__TEXT TO READ__

#####

Two versions of the Vespa 98cc went on sale with two prices: 55,000 lire for the ‘normal’ version and 61,000 lire for the ‘luxury’ version which boasted a few optional extras including a speedometer, lateral stand and stylish white-trim tyres.
It took a little while to catch on, but during the last months of 1947, production began to explode and the following year the Vespa 125 appeared, a larger model that was soon firmly established as the successor to the first Vespa 98.
Output grew rapidly, presaging events 70 years later; in 1946, Piaggio put 2484 scooters on the market. These became 10,535 the following year, and by 1948 production had reached 19,822.
In the meantime, Piaggio had begun to extend its range into the light transport sector. Production of the scooter-derived three-wheeler Ape van (Ape being the Italian for ‘bee’) began in 1948, and the vehicle was an immediate success.
When the first German licensee Hoffman-Werke of Lintorf also started Vespa production in 1950, output topped 60,000 vehicles, and just three years later 171,200 were rolling off the production lines.
Foreign markets watched the birth of the scooter with interest. The Times called it “a completely Italian product, such as we have not seen since the Roman chariot”. Enrico Piaggio continued to encourage the spread of the Vespa abroad, creating an extensive service network all over Europe and the rest of the world.
He even personally tested prototypes and new models. In 1951 some 20,000 enthusiasts turned up for Vespa Day in Italy and licence production commenced at Douglas of Bristol in Britain and ACMA of Paris in France.
By 1953 there were more than 10,000 Piaggio service points throughout the world, including locations in America and Asia. Vespa Clubs boasted more than 50,000 members in total.
Production began in Spain in 1953 at Moto Vespa S.A. of Madrid, founded on 1952, now Piaggio España, followed immediately by Jette, just outside Brussels in Belgium. Plants sprang up in Bombay and Brazil; the Vespa reached the USA, and its enormous popularity drew the attention of the Reader’s Digest, which wrote a long article about it. Production passed the 500,000 mark in 1953 and the one million mark in 1956.
Soon the Vespa was produced in 13 countries and marketed in 114, including Australia, South Africa (where it was known as the Bromponie, or moor pony), Iran and China. And it was copied: on June 9, 1957, Izvestia reported the start of production at Kirov in the USSR of the Viatka 150cc, an almost perfect clone of the Vespa. Total units produced hit two million in 1960.

#####

__GIVEN MATERIAL__
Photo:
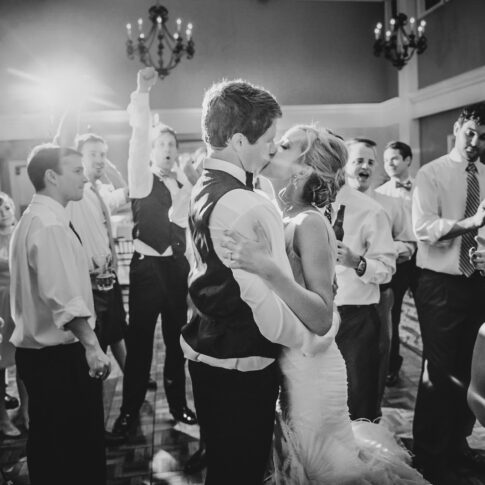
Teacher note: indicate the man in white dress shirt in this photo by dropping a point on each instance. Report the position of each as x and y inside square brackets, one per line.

#####

__REQUIREMENTS__
a. In the Vespa history text, what did the 'luxury' version of the Vespa 98cc cost?
b. Please say whether each statement agrees with the Vespa history text, giving yes or no with the deciding words quoted: (i) Piaggio put 2484 scooters on the market in 1946. (ii) The Viatka 150cc was produced in Spain. (iii) Vespa production passed the one million mark in 1956.
The listing has no connection to the Vespa history text.

__SOLVED PROBLEMS__
a. 61,000 lire.

b.
(i) Yes: "in 1946, Piaggio put 2484 scooters on the market"
(ii) No: "the start of production at Kirov in the USSR of the Viatka 150cc"
(iii) Yes: "the one million mark in 1956"